For each line of the listing below that contains the string "distant", copy the line.

------ Extracted information

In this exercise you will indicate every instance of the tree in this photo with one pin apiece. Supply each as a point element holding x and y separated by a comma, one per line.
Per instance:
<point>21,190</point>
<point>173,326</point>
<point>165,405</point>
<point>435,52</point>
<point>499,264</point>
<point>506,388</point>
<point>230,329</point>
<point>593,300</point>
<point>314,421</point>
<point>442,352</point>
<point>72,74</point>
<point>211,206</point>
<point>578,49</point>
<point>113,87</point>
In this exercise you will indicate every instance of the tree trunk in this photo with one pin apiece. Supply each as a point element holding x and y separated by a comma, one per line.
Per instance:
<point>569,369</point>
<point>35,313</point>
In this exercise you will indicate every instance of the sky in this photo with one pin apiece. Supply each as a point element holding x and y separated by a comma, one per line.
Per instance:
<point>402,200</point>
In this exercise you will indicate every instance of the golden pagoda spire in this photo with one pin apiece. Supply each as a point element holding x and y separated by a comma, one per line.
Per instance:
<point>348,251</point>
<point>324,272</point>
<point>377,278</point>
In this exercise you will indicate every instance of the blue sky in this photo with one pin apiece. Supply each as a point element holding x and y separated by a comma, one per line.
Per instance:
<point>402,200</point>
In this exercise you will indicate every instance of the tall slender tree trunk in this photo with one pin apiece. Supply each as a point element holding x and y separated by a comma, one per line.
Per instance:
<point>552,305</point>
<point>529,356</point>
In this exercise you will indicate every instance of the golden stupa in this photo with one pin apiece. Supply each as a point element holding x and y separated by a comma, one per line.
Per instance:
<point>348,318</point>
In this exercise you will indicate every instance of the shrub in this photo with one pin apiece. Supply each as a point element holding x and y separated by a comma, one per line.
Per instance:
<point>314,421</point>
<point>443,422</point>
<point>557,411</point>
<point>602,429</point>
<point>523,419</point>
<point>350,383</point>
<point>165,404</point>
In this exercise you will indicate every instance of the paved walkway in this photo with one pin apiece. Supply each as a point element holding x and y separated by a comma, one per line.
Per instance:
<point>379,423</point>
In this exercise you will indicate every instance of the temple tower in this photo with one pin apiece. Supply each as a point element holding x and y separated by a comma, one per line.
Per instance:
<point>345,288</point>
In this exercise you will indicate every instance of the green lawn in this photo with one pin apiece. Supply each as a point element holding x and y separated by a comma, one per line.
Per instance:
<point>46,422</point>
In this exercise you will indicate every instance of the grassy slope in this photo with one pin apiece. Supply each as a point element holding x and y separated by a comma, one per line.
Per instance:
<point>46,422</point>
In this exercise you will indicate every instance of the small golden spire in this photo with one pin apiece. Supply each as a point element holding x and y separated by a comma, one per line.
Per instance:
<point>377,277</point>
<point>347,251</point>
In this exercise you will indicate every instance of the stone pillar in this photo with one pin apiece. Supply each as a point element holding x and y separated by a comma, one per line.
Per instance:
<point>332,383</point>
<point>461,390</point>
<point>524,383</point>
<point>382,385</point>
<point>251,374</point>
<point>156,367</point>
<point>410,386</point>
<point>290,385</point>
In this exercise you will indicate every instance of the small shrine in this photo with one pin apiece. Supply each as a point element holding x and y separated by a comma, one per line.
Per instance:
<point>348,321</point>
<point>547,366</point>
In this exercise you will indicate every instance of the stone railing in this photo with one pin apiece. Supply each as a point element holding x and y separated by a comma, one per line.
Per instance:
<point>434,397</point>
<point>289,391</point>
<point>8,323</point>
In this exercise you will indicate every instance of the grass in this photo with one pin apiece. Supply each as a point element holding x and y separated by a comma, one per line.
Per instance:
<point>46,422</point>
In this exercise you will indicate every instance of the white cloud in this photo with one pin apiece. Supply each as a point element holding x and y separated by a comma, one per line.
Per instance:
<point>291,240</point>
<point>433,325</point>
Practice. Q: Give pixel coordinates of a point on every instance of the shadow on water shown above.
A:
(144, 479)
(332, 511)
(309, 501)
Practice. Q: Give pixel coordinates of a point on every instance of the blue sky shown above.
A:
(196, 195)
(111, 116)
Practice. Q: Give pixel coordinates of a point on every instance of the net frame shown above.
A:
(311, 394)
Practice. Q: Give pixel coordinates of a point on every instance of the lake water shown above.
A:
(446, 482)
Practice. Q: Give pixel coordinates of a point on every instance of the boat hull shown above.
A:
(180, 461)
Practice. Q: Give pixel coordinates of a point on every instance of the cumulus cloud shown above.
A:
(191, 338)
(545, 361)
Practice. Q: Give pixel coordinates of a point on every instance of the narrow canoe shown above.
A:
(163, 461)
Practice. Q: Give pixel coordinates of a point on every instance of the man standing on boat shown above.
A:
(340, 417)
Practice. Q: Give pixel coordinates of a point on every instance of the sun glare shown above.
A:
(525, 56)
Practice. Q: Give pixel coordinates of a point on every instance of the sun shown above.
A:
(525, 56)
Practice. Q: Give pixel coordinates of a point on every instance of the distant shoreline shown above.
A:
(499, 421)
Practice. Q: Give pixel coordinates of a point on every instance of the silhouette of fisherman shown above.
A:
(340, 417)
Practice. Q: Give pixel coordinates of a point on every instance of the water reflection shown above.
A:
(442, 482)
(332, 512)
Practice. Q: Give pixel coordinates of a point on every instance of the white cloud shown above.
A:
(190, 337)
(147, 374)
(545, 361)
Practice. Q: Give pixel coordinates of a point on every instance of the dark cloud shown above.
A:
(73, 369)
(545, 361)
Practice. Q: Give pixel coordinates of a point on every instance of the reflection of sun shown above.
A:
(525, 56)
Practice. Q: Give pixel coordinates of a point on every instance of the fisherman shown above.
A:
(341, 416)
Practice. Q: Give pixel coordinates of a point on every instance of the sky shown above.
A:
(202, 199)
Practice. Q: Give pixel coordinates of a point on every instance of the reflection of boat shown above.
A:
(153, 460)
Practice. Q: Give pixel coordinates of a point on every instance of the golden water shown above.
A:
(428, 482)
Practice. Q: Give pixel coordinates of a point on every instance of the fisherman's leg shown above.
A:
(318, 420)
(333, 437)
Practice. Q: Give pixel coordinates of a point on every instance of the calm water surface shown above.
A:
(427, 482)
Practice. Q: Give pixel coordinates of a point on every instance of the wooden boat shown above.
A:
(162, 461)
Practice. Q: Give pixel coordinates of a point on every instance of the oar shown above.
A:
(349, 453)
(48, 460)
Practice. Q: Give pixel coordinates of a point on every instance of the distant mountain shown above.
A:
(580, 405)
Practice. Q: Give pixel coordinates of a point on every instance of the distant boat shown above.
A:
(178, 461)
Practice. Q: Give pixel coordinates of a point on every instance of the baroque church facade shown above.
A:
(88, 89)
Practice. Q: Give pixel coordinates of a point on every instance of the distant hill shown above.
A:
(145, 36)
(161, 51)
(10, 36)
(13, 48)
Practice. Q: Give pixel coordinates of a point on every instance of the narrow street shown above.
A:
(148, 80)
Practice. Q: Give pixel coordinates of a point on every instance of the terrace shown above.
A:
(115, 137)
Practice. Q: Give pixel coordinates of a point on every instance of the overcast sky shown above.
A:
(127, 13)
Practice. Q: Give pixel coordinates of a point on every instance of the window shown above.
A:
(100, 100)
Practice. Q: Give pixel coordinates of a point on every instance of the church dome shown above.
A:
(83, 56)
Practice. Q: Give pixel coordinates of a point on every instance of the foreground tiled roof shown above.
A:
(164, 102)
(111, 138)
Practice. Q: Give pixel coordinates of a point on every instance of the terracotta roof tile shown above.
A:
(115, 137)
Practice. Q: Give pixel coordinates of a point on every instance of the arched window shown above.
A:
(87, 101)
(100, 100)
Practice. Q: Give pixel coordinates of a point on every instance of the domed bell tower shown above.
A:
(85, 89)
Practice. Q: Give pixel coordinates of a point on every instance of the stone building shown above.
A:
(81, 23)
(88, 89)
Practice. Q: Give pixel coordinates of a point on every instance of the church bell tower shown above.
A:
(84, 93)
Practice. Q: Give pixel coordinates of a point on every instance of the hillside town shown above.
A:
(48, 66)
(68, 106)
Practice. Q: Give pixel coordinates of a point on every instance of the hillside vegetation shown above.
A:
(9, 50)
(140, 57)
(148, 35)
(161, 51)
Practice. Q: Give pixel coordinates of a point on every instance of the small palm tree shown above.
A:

------------

## [Output for this task]
Practice. Q: Give pixel coordinates of a point on every instance of the distant shoreline shown above.
Practice. Q: Give pixel coordinates of a point on every instance of the distant mountain shown above.
Practice. Q: Give pixel coordinates of a point on every instance of the distant boat shown above.
Practice. Q: Give pixel coordinates of a point on every instance of the distant hill shown above.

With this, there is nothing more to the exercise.